### [Texte à lire]
======
La Corée du Nord poursuit la construction de son plus gros navire de guerre

Kim Jong-Un visitant le commandement du 2e corps de l'armée populaire coréenne, le 17 octobre 2024.

Kim Jong-Un visitant le commandement du 2e corps de l'armée populaire coréenne, le 17 octobre 2024. - AFP PHOTO/KCNA VIA KNS

La Corée du Nord poursuit son réarmement avec la construction de ce qui ressemble à une frégate lance-missiles. Elle serait le plus gros et le plus moderne des bâtiments de la marine nord-coréenne.

Les images satellite fournies par Maxar Technologies et Planet Labs le 6 avril et reprises par CNN révèlent que les travaux de construction du navire de guerre se poursuivent, avec l’intégration de ce qui ressemble à des tubes de lancement verticaux pour missiles, selon des analystes interrogés par la chaîne américaine. Les travaux se déroulent sur le chantier naval de Nampo, situé sur la côte ouest de la Corée du Nord, à une soixantaine de kilomètres de la capitale Pyongyang.
======
### [Données extraites]
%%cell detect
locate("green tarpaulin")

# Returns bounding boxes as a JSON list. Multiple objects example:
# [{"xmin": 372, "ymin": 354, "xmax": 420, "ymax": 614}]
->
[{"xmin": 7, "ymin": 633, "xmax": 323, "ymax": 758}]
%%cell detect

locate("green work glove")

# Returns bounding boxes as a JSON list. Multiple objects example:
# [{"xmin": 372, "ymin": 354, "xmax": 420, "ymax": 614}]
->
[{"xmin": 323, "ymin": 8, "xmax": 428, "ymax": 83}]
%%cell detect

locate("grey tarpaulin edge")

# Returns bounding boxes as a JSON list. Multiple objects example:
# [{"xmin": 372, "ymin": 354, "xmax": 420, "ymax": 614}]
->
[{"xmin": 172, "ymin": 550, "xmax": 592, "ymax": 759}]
======
### [Consignes des tâches]
a) D'après l'article sur le navire de guerre nord-coréen, sur quel chantier naval se déroulent les travaux ?
b) Reproduisez tel quel le passage de l'article sur le navire de guerre nord-coréen qui commence aux mots « La Corée du Nord poursuit la » ; arrêtez-vous après « la marine nord-coréenne. ».

### [Réponses par tâche]
a) Sur le chantier naval de Nampo, situé sur la côte ouest de la Corée du Nord.

b)
La Corée du Nord poursuit la construction de son plus gros navire de guerre

Kim Jong-Un visitant le commandement du 2e corps de l'armée populaire coréenne, le 17 octobre 2024.

Kim Jong-Un visitant le commandement du 2e corps de l'armée populaire coréenne, le 17 octobre 2024. - AFP PHOTO/KCNA VIA KNS

La Corée du Nord poursuit son réarmement avec la construction de ce qui ressemble à une frégate lance-missiles. Elle serait le plus gros et le plus moderne des bâtiments de la marine nord-coréenne.